*Activity*
Please give the data below again in full, exactly as it stands.

*Records shown*
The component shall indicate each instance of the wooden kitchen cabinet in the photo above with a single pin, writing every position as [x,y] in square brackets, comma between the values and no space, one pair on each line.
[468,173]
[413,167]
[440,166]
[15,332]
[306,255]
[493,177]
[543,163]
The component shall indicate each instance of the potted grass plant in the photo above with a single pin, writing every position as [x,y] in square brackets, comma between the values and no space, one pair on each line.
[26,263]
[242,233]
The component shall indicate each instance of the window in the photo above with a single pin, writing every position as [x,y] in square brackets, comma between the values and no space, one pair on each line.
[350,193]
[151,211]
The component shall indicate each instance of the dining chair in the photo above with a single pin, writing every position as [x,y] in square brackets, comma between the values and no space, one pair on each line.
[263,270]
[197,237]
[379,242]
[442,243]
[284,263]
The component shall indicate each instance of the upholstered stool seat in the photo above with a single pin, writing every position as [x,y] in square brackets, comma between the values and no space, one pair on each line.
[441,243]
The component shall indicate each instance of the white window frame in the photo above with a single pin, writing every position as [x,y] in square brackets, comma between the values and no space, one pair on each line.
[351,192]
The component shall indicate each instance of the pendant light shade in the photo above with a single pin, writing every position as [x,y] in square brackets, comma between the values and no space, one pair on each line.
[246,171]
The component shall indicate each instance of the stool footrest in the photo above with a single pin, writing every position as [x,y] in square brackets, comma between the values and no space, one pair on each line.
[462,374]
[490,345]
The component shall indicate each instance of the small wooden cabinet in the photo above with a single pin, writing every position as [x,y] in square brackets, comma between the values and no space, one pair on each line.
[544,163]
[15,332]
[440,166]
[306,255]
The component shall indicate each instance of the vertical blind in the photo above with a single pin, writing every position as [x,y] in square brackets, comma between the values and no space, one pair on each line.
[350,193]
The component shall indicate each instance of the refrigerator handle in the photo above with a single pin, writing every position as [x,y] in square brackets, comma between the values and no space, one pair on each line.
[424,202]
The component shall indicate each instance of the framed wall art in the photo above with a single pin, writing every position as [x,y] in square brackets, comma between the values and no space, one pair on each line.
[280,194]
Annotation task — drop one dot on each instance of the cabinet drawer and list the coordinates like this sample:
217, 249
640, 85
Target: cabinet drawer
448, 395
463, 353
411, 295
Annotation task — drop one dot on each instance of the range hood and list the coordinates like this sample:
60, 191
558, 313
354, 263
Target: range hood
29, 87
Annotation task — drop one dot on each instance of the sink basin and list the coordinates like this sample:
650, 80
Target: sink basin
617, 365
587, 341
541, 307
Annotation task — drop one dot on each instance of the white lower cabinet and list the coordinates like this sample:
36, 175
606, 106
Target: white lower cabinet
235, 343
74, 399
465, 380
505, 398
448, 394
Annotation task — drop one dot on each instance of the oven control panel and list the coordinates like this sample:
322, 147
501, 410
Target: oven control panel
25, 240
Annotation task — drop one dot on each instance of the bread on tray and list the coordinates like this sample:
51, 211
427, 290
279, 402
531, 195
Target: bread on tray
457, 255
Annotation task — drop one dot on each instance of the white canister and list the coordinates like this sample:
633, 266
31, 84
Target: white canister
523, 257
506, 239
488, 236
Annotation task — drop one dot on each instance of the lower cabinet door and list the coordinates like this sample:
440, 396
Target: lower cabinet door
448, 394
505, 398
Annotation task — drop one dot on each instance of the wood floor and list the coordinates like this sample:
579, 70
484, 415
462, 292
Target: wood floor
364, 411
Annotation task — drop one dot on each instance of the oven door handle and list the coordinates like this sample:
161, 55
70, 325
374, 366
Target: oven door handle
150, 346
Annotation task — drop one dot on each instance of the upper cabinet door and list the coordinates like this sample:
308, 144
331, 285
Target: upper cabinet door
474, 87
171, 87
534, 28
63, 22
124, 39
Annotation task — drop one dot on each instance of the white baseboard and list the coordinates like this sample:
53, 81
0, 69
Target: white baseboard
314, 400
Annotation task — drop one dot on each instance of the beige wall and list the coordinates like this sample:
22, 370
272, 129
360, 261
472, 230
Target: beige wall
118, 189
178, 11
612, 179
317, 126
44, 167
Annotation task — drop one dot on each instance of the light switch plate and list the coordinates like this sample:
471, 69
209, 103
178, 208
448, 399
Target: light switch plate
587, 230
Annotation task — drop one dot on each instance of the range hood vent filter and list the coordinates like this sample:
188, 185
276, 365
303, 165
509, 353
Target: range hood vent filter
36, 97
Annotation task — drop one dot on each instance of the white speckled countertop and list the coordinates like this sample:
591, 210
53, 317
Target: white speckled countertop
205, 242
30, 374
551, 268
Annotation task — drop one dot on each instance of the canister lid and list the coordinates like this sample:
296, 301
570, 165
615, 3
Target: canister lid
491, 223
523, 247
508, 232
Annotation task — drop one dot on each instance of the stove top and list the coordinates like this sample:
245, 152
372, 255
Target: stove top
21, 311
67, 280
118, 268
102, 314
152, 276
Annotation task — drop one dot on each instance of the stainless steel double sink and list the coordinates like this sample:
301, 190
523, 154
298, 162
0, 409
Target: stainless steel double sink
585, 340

*Response box*
The component shall indicate each instance of the wooden kitchen cabinet in the photo above with a single pin, writing every position as [x,y] in square brackets, comma between the values and no space, one pair on each line.
[468,173]
[413,167]
[440,166]
[15,332]
[306,255]
[493,177]
[543,163]
The component shall indicate each instance of the potted grass plant in the photo above with a single pin, writing every position as [x,y] in square brackets, comma between the values and no space, one pair on each line.
[26,263]
[242,233]
The component shall indicate each instance of the window in the photo above with a single pin, writing every position as [x,y] in square brackets, comma between the values and no space, one pair on each line.
[350,193]
[151,211]
The component shall indicate each instance of the dining chair in the photo above with a single pin, writing every position as [x,y] in square brackets, comma between the values and no space, one pair on each line.
[263,270]
[197,237]
[379,242]
[442,243]
[284,263]
The component shall indicate each instance of the upholstered stool seat in the photo above with a single pin, writing every position as [x,y] in square brackets, comma between the values and no space, one pair on each line.
[441,243]
The component shall indicate each instance of the white window frame in the photo above with a single pin, writing every position as [x,y] in square brackets, comma between the values and no space, one pair on each line.
[351,192]
The component shall indicate each instance of the pendant light shade in the photo above with a single pin, writing every position as [x,y] in square brackets, comma between the values and no space, one pair on each line.
[246,171]
The component shall indicate each instance of the stool footrest in the photo above with a single pin, writing every position as [x,y] in square brackets, comma between the values and no space, one pair on each line.
[462,374]
[490,345]
The component shall indicate each instance of the small wooden cabinet in the photo above with a single pin, writing every position as [x,y] in square brackets, comma between the values and no space, one pair on each line.
[544,163]
[15,332]
[440,166]
[306,255]
The component shall indicate each instance of the vertical blind in the photo above with a single pin, writing every position as [x,y] in square brackets, comma between the values and no space, one pair on each line.
[350,193]
The component shall indicate each instance of the refrigerator handle in the photo above with a single pin, writing every position as [x,y] in square brackets, comma between the values and no space, one pair on each line.
[424,202]
The component shall indicate each instance of the framed wall art in the photo above with a single pin, writing every position as [x,y] in square brackets, comma between the values and no space, one pair on each line.
[280,194]
Annotation task — drop one dot on each instance of the cabinet drawer and list the coordinates like this sample:
217, 249
640, 85
Target: cabinet drawer
448, 395
463, 353
411, 295
Annotation task — drop one dot on each instance of the range hood and list the coordinates like this sample:
60, 191
558, 313
354, 263
Target: range hood
29, 87
Annotation task — drop one dot on each instance of the sink basin and list the coordinates like this sample:
650, 80
Target: sink basin
617, 365
587, 341
541, 307
Annotation task — drop one dot on each instance of the white lower cabinet and list the coordinates like this sample:
36, 175
606, 106
Target: white lower cabinet
235, 343
74, 399
465, 380
505, 398
448, 394
Annotation task — drop one dot on each instance of the oven control panel and list the coordinates like this sample:
322, 147
501, 410
Target: oven control panel
25, 240
Annotation task — drop one dot on each instance of the bread on tray and list the coordinates like this sample:
51, 211
427, 290
279, 402
531, 195
Target: bread on tray
457, 255
Annotation task — drop one dot on each instance of the white canister and list the coordinates like this sample:
633, 266
31, 84
Target: white canister
523, 257
506, 239
488, 236
Annotation task — drop one dot on each instance of the lower cabinet door and list the coordinates like this sample:
440, 396
Target: lower cabinet door
448, 394
505, 398
Annotation task — drop one dot on each instance of the wood floor and list the coordinates like this sample:
579, 70
484, 415
462, 292
Target: wood floor
364, 411
Annotation task — drop one dot on each instance of the oven door handle and list the coordinates like this sample:
161, 55
70, 325
374, 366
Target: oven door handle
150, 346
Annotation task — drop one dot on each instance of the upper cabinet door and list the coordinates like this sample:
308, 144
331, 285
Target: upper cabinet door
474, 87
171, 87
534, 28
63, 22
124, 39
Annotation task — drop one dot on each instance of the white baseboard and list the coordinates like this sample:
53, 81
0, 69
Target: white baseboard
314, 400
Annotation task — drop one dot on each instance of the beige wall and list the coordinates like this sample:
22, 370
272, 129
360, 261
472, 230
Target: beige wall
118, 189
178, 11
612, 179
317, 126
44, 167
Annotation task — drop one dot on each instance of the light switch plate and list the coordinates like this sample:
471, 69
209, 103
178, 208
448, 399
Target: light switch plate
587, 230
Annotation task — drop one dot on each instance of the range hood vent filter and list the coordinates like this sample:
188, 185
276, 365
303, 165
509, 353
Target: range hood vent filter
36, 97
Annotation task — drop one dot on each instance of the white speckled countertop and list the coordinates like this sample:
591, 210
53, 317
Target: white speckled countertop
205, 242
30, 374
551, 268
Annotation task — drop one dot on each instance of the canister lid and list the coordinates like this sample:
296, 301
570, 165
615, 3
Target: canister lid
491, 223
523, 247
508, 232
Annotation task — drop one dot on each instance of the stove top and list the coordinates like this sample:
245, 152
372, 255
Target: stove top
21, 311
67, 280
118, 268
102, 314
152, 276
Annotation task — drop one dot on each instance of the stainless steel double sink and list the coordinates like this sample:
301, 190
523, 154
298, 162
0, 409
Target: stainless steel double sink
585, 340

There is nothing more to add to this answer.